Input data section start

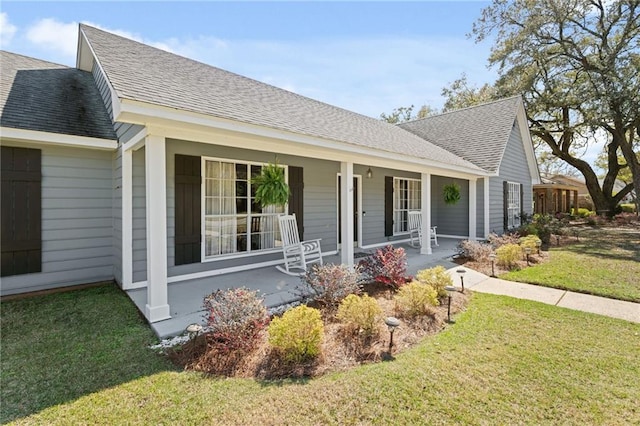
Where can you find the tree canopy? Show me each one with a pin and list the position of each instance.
(577, 64)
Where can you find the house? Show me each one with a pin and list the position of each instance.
(553, 196)
(145, 176)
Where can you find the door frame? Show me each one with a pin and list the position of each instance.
(357, 208)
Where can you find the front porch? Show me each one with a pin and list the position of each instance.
(185, 298)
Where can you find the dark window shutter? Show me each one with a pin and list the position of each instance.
(21, 211)
(388, 206)
(296, 197)
(188, 209)
(521, 203)
(505, 204)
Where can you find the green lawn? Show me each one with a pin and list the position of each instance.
(606, 262)
(59, 347)
(505, 361)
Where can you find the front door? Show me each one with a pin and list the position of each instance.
(356, 210)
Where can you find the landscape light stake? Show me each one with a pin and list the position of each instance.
(492, 256)
(450, 290)
(461, 272)
(392, 323)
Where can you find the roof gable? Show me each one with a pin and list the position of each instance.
(43, 96)
(142, 73)
(478, 134)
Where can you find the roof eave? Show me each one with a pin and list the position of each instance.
(163, 118)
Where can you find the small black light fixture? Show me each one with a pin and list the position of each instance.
(450, 290)
(193, 330)
(492, 256)
(461, 272)
(392, 324)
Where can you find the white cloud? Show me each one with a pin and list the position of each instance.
(7, 30)
(52, 34)
(61, 38)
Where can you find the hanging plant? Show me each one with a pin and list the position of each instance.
(271, 187)
(451, 193)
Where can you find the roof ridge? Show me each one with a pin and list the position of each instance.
(31, 58)
(239, 75)
(483, 104)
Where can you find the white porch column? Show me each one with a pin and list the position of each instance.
(425, 186)
(127, 218)
(346, 212)
(157, 307)
(486, 207)
(473, 212)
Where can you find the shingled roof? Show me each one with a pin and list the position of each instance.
(478, 134)
(143, 73)
(47, 97)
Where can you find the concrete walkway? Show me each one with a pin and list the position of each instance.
(479, 282)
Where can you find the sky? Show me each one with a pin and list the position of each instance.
(368, 57)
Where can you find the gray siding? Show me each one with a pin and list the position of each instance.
(320, 203)
(76, 221)
(480, 208)
(450, 219)
(513, 168)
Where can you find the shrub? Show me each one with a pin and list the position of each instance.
(628, 207)
(531, 242)
(297, 334)
(436, 277)
(584, 213)
(360, 314)
(329, 283)
(500, 240)
(475, 250)
(508, 255)
(235, 318)
(387, 266)
(415, 299)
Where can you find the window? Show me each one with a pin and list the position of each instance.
(233, 221)
(513, 205)
(406, 197)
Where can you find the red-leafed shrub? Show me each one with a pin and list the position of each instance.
(387, 266)
(235, 318)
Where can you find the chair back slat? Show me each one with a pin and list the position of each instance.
(289, 230)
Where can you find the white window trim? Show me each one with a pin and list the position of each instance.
(395, 179)
(227, 256)
(513, 221)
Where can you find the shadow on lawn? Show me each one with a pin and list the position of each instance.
(59, 347)
(610, 243)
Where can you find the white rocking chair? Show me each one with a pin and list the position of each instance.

Input data section end

All the records above need to be given again word for word. Skip the pictures.

Solution to this exercise:
Where can you find the tree canopy? Show me each one with a pin and list the position of each instance.
(577, 64)
Where can you find the house? Show me each one with a pin and list the position of each instance.
(553, 196)
(145, 176)
Where can you find the door frame? Show me each one with a pin and list the position of each instance.
(357, 208)
Where can you find the front porch? Show me each one with a pin and list the position of each instance.
(185, 298)
Where can you find the dark window shutter? Show me each one with a pin and list the position of each instance.
(21, 211)
(388, 206)
(296, 197)
(188, 209)
(521, 203)
(505, 204)
Where can you find the green lawn? Show me each one with a pin and list the position of each instance.
(606, 262)
(59, 347)
(505, 361)
Where can you find the front door? Show me each one with a pin and list the position of each instance.
(356, 210)
Where can you find the landscape light stake? Show me each one with a pin and list the position of each instance.
(492, 256)
(450, 290)
(461, 272)
(392, 323)
Where can you find the roof gable? Show me each one with a pin and list the position of each instance.
(43, 96)
(142, 73)
(478, 134)
Where can you find the roof eave? Show me each one with a pin and list the position of each instance.
(163, 118)
Where can you find the small black light fixture? Show me each one with a pin and list the position of each instance.
(450, 290)
(193, 330)
(492, 256)
(461, 272)
(392, 324)
Where can you find the white cloud? Show me each one with a pin and list the position of each instance.
(7, 30)
(52, 34)
(61, 38)
Where can you find the hanging plant? Show me each one with a pin and list the position of each instance.
(271, 187)
(451, 193)
Where can you find the roof ridge? Show me each one with a pin and list the position of each instance.
(31, 58)
(239, 75)
(483, 104)
Where can you find the white porch column? Show me each one with a pin and list the position of each instance.
(425, 186)
(127, 218)
(346, 212)
(157, 307)
(486, 207)
(473, 212)
Where can you find the shingled roof? Show me each one with a pin and list the position of each instance.
(478, 134)
(143, 73)
(47, 97)
Where can you find the concrete walkway? Show me each one with a pin and list the position of each instance.
(479, 282)
Where can you find the sky? Show me each one with a pin and list the position of each instance.
(368, 57)
Where can you find the gray siding? Show me each one with a pin and list the position of each instance.
(320, 203)
(76, 221)
(480, 208)
(450, 219)
(513, 168)
Where can you find the shrub? Show me each one with a pin and list the position of each instance.
(628, 207)
(531, 242)
(297, 334)
(436, 277)
(584, 213)
(360, 314)
(329, 283)
(500, 240)
(475, 250)
(508, 255)
(235, 318)
(387, 266)
(415, 299)
Where can you find the window? Show me each one with a pin and list the position of each instance.
(233, 221)
(513, 205)
(406, 197)
Where can you find the red-leafed shrub? Show me each one with a pin and list the position of each instance.
(387, 266)
(235, 318)
Where can you find the chair back slat? Show me each one with a pin and list the position of each instance.
(289, 230)
Where can you find the white window trim? Show me each one with a pin and list the position of each instance.
(395, 179)
(227, 256)
(513, 221)
Where can you find the shadow on lawn? Show me each one with a pin and list the position of each instance.
(59, 347)
(610, 243)
Where can you find the white rocking chair? Show me each one with a pin and list the position of each instance.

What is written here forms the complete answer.